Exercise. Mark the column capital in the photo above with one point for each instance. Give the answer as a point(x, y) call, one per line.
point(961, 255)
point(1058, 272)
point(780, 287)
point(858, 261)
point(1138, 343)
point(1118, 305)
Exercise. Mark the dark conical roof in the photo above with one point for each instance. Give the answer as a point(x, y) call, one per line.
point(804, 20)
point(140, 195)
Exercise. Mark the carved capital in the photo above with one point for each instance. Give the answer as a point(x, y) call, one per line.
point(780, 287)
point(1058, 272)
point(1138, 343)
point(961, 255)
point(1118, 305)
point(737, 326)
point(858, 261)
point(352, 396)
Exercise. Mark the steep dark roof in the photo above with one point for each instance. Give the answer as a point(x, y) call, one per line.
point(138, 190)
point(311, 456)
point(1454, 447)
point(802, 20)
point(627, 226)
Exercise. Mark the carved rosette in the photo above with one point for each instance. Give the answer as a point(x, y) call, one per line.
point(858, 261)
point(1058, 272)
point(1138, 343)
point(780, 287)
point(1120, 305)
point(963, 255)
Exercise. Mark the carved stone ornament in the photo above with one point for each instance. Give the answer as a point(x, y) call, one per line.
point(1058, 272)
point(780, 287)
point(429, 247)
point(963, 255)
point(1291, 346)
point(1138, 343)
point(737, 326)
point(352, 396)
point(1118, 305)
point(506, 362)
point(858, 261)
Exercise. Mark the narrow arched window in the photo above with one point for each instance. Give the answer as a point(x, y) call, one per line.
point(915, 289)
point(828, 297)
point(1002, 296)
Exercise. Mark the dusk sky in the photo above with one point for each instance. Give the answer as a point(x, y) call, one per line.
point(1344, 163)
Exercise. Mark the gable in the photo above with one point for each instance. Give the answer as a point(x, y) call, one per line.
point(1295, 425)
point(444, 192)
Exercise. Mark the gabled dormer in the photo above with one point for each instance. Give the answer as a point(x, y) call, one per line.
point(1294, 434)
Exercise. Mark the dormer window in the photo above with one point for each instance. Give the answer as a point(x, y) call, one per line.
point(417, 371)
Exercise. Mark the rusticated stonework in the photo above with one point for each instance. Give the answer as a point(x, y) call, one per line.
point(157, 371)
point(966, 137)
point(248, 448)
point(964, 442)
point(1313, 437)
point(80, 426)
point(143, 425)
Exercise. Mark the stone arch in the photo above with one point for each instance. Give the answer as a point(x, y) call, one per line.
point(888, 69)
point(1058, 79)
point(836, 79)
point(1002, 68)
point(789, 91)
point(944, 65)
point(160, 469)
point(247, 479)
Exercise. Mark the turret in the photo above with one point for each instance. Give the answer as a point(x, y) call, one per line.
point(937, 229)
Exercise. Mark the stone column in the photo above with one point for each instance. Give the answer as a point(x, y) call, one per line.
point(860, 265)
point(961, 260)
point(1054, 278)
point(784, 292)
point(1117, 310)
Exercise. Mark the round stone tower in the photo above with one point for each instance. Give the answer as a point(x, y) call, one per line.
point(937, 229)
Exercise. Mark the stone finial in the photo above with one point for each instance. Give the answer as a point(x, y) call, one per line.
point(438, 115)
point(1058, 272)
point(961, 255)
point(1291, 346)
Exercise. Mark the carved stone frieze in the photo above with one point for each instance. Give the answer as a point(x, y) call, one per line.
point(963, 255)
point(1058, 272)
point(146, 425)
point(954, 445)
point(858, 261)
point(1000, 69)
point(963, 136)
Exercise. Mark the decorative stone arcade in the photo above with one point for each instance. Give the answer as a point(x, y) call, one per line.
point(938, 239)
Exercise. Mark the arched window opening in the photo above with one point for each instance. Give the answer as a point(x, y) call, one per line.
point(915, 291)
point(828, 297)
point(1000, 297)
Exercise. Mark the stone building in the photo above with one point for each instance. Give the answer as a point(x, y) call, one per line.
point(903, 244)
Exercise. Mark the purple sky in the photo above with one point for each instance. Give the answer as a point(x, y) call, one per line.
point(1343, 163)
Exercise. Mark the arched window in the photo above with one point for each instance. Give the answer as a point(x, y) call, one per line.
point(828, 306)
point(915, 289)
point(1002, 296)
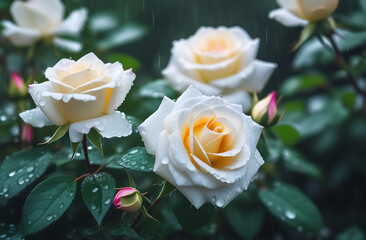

####

- _WORK INSTRUCTIONS_
What I need is every record written out exactly, minus the pictures.

- _COMPLETED TASK_
Exercise. Mark the column capital in the photo above with one point for each instance. Give the answer as a point(x, y) call, one per line.
point(961, 255)
point(1058, 272)
point(780, 287)
point(858, 261)
point(1138, 343)
point(1118, 305)
Exercise. Mark the dark conical roof in the photo above with one point for each instance. Give the answer as a point(x, y) call, one per line.
point(804, 20)
point(140, 195)
Exercise. Mark the carved capital in the photo above with one point for each instance. Give the answer as a point(x, y) call, one per line.
point(780, 287)
point(1058, 272)
point(1138, 343)
point(961, 255)
point(1118, 305)
point(737, 326)
point(858, 261)
point(352, 396)
Exercise. Mark the steep dark roof in the photo above with one point for each instance. Give the answer as a point(x, y) call, one per line.
point(138, 190)
point(311, 456)
point(1454, 447)
point(802, 20)
point(627, 226)
Exercise. Mark the carved rosette in the photo above with one point for each instance. Give the answer as a point(x, y) call, one per line.
point(858, 261)
point(1058, 272)
point(1138, 343)
point(780, 287)
point(1120, 305)
point(963, 255)
Exercise. Mark the carved stone ornament in the photo above with one point for each instance. Give the answer as a point(x, y) call, one per line.
point(1058, 272)
point(780, 287)
point(429, 247)
point(963, 255)
point(1291, 346)
point(1138, 343)
point(737, 326)
point(352, 396)
point(1118, 305)
point(506, 362)
point(858, 261)
Exercise. Mark the narrow arched window in the photo above with one point for each instance. Give the answer as a point(x, y) call, one per line.
point(915, 289)
point(828, 297)
point(1002, 296)
Exercise. Mark the dusk sky in the photo above with one point for each instance. Give the answer as a point(x, y) call, one per line.
point(1344, 163)
Exercise. Mark the gable in the photo above with one point for each instance. Give the answer as a point(x, y) call, one per line.
point(1295, 425)
point(444, 192)
Exercise. Mark the gabled dormer in the photo above with one point for each instance. Give the answer as a point(x, y) call, one per line.
point(1294, 434)
Exercise. Mark the dormer window in the photo above with one point for each instance. Give the answer as a point(x, y) call, one per line.
point(417, 371)
Exercise. Mark the rusticated stonework in the photo above with one point for each instance. Give the answer as a point(x, y) call, one per line.
point(157, 371)
point(966, 137)
point(248, 448)
point(964, 442)
point(1313, 437)
point(80, 426)
point(143, 425)
Exercise. Mark the stone arch in the photo above with one point for each instance. Give the answer as a point(x, y) call, one per line.
point(888, 69)
point(1058, 79)
point(836, 79)
point(1002, 68)
point(789, 91)
point(944, 65)
point(160, 469)
point(247, 479)
Exercise. Mark the turret in the photo above with one point for each instance. Give the answer as a point(x, y) call, one per line.
point(937, 229)
Exercise. Mark the stone column in the photo above with one point for each instance. Give the answer as a point(x, y) call, one per line.
point(860, 265)
point(961, 260)
point(1054, 278)
point(784, 292)
point(1117, 310)
Exercise. Mark the round stone tower in the photo above with one point for each instance. Give the answer as a point(x, y) call, one per line.
point(937, 229)
Exercise. Mark the stone finial in the photo above with one point for each instance. Give the answer as a point(x, y) call, one per line.
point(438, 115)
point(1058, 272)
point(961, 255)
point(1291, 346)
Exercise. Mark the carved stone frieze in the photo above with one point for each instance. Give the answer as a point(x, y) call, one per line.
point(963, 255)
point(1058, 272)
point(146, 425)
point(954, 445)
point(858, 261)
point(1000, 69)
point(963, 136)
Exercise. Mark the decorative stone arcade in the photo above with one point for each instance. Give the answer as a point(x, y) call, one per line.
point(938, 239)
Exercise. Mark the arched window opening in the photo above with one point for each instance. Give the answer as a point(x, y) call, one per line.
point(915, 291)
point(828, 297)
point(1000, 297)
Exercise. Mark the stone building in the photo above with one point for each instance. Give the answer as a point(x, y) call, one per line.
point(903, 244)
Exercise. Mark the purple sky in the photo above with one point for each instance. Give the answer as a point(x, y) call, one per line.
point(1343, 163)
Exercise. Mark the arched window in the photo above with one point for each instance. Give the answer as a point(x, y) call, one per line.
point(828, 306)
point(915, 289)
point(1002, 296)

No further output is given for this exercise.